**HOW TO COMPLETE THIS TASK**. Copy out each line of the data that includes the string "pier".

**EXERCISE MATERIALS**.
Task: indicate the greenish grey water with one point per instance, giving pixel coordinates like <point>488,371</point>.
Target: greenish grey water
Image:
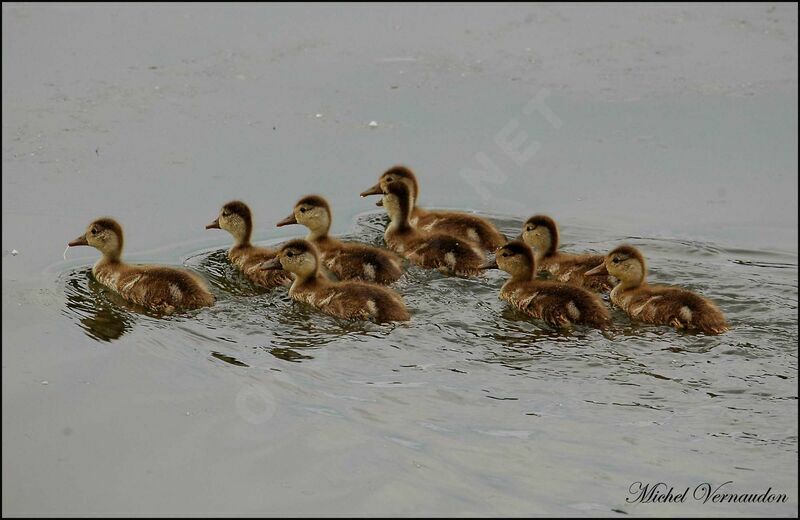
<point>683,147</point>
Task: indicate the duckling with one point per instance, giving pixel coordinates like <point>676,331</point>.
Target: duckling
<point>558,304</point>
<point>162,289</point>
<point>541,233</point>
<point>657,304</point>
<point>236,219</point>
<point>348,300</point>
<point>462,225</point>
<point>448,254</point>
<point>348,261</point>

...

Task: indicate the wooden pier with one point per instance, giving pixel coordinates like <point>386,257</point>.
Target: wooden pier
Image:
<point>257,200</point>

* * *

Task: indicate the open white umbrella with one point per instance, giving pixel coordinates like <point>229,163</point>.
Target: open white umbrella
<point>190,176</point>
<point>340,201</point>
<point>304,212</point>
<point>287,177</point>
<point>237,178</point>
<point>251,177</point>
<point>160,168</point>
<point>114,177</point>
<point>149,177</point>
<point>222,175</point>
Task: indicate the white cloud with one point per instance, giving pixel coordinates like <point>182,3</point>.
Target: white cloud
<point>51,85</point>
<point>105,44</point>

**YOUR SOLUTION**.
Task: indicate the wooden pier with one point per instance, giving pixel coordinates like <point>386,257</point>.
Target: wooden pier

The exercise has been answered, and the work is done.